The records:
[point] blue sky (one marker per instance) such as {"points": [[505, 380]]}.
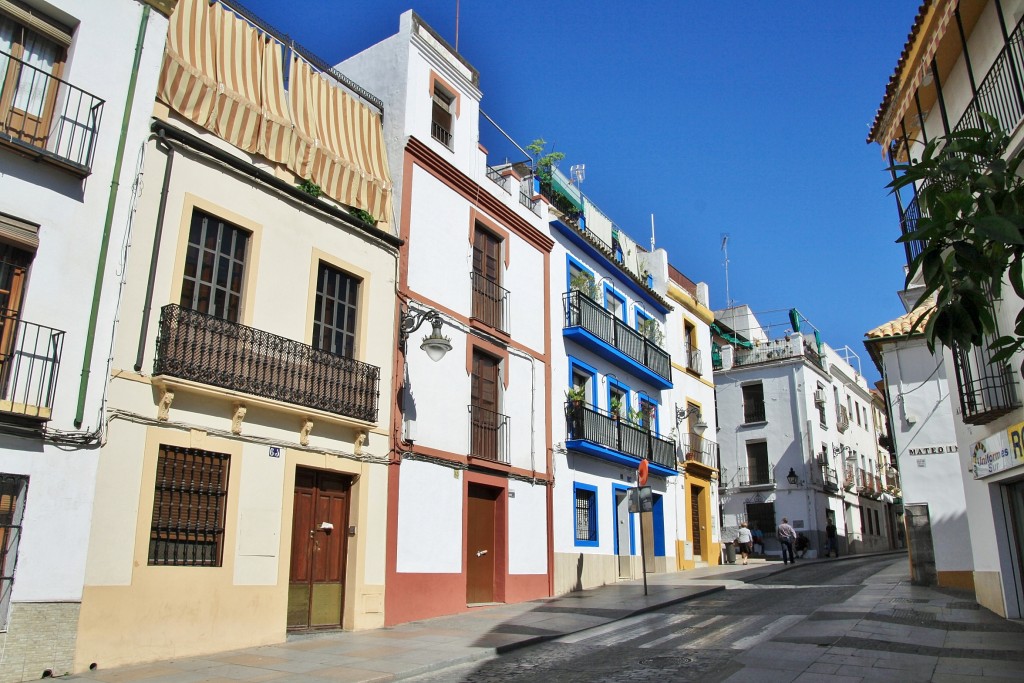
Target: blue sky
{"points": [[719, 117]]}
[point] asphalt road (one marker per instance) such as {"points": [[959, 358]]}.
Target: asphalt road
{"points": [[690, 641]]}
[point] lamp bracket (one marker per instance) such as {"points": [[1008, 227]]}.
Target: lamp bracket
{"points": [[412, 321]]}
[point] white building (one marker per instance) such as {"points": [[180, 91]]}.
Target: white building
{"points": [[242, 487], [925, 442], [962, 59], [77, 82], [470, 483], [796, 436]]}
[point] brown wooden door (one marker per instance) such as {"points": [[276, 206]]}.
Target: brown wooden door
{"points": [[480, 542], [483, 412], [486, 287], [695, 521], [320, 524]]}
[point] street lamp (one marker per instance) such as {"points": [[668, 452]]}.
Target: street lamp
{"points": [[435, 344]]}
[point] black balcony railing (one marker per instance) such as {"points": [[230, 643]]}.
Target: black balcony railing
{"points": [[203, 348], [583, 311], [697, 449], [30, 358], [440, 133], [588, 423], [491, 302], [755, 476], [48, 117], [488, 434], [986, 390]]}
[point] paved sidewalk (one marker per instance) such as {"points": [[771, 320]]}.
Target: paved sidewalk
{"points": [[410, 649]]}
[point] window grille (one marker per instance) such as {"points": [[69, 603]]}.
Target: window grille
{"points": [[586, 519], [188, 508], [12, 491]]}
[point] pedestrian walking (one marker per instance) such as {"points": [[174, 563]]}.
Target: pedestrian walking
{"points": [[744, 539], [832, 539], [786, 536]]}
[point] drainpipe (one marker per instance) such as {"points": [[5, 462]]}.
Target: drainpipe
{"points": [[104, 244], [147, 304]]}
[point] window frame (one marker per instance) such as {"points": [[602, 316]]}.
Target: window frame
{"points": [[159, 521], [591, 494]]}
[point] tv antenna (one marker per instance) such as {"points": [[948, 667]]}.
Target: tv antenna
{"points": [[725, 252]]}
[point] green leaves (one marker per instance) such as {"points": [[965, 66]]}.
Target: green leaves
{"points": [[972, 231]]}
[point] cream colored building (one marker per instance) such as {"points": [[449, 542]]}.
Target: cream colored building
{"points": [[241, 491]]}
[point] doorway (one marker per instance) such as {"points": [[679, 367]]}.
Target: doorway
{"points": [[320, 525], [481, 544], [624, 534], [696, 522]]}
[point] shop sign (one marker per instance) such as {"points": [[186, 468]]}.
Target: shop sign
{"points": [[998, 452]]}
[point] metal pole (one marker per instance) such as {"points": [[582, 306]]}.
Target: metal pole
{"points": [[643, 544]]}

Exercise task:
Please rewrite all of the records above, replacing every "one marker per instance" with "one point per instance" and keeping everything else the same. Leave the pictures out of your answer.

The completed task:
[point] blue sky (one point per instance) such as {"points": [[505, 380]]}.
Target: blue sky
{"points": [[719, 117]]}
[point] asphalt road (one point per instance) such as {"points": [[959, 358]]}.
Target: asphalt road
{"points": [[690, 641]]}
[point] lamp bracket (one point per instance) such as {"points": [[1008, 227]]}.
Target: lamp bracket
{"points": [[412, 321]]}
[point] white building (one point per instance) such as {"points": [[180, 91]]}.
Target: white building
{"points": [[242, 487], [925, 442], [962, 59], [77, 82], [470, 483], [796, 436]]}
[point] brown wooden door (one point per instance) such as {"points": [[276, 206]]}.
Target: brown wooden door
{"points": [[480, 542], [483, 412], [486, 287], [695, 521], [320, 524]]}
[point] street lamp (one point per instance) such as {"points": [[668, 452]]}.
Target: street lamp
{"points": [[435, 344]]}
[point] black balcony railing (one point per instance) such as {"points": [[230, 643]]}.
Target: black balcony railing
{"points": [[203, 348], [583, 311], [697, 449], [30, 358], [440, 133], [588, 423], [491, 302], [755, 476], [48, 117], [488, 434], [986, 390]]}
[point] paved sidewalk (one point per instance) such as {"points": [[771, 320]]}.
Target: paved sidewalk
{"points": [[410, 649]]}
[point] window grille (one point per instance) such as {"points": [[69, 603]]}.
Target: window grille
{"points": [[586, 519], [188, 508], [12, 491]]}
[point] pedestrian walking (one point per instance) such as {"points": [[174, 563]]}.
Target: pedestrian walking
{"points": [[744, 539], [832, 539], [786, 536]]}
[point] drainpipe (one point per instance) such as {"points": [[5, 462]]}.
Target: drainpipe
{"points": [[104, 244], [147, 304]]}
[point] window frame (one point per instance) such as {"points": [[602, 316]]}.
Target: window frame
{"points": [[159, 521], [591, 494]]}
[point] tv antenna (one point per instance) such as {"points": [[948, 667]]}.
Target: tv antenna
{"points": [[725, 252]]}
[point] green leaves (one point per instance) such as {"points": [[965, 66]]}.
Target: green leaves
{"points": [[972, 231]]}
[point] cream colored building (one point per instance) such as {"points": [[449, 542]]}.
Target: cream colored building
{"points": [[241, 491]]}
[point] doorway (one point per instance) such as {"points": [[679, 367]]}.
Target: doorway
{"points": [[320, 525], [481, 544], [624, 534], [696, 522]]}
[point] shop sign (one point per instance) such as {"points": [[186, 468]]}.
Target: shop sign
{"points": [[998, 452]]}
[point] metal pole (one point per instance) such as {"points": [[582, 306]]}.
Target: metal pole
{"points": [[643, 544]]}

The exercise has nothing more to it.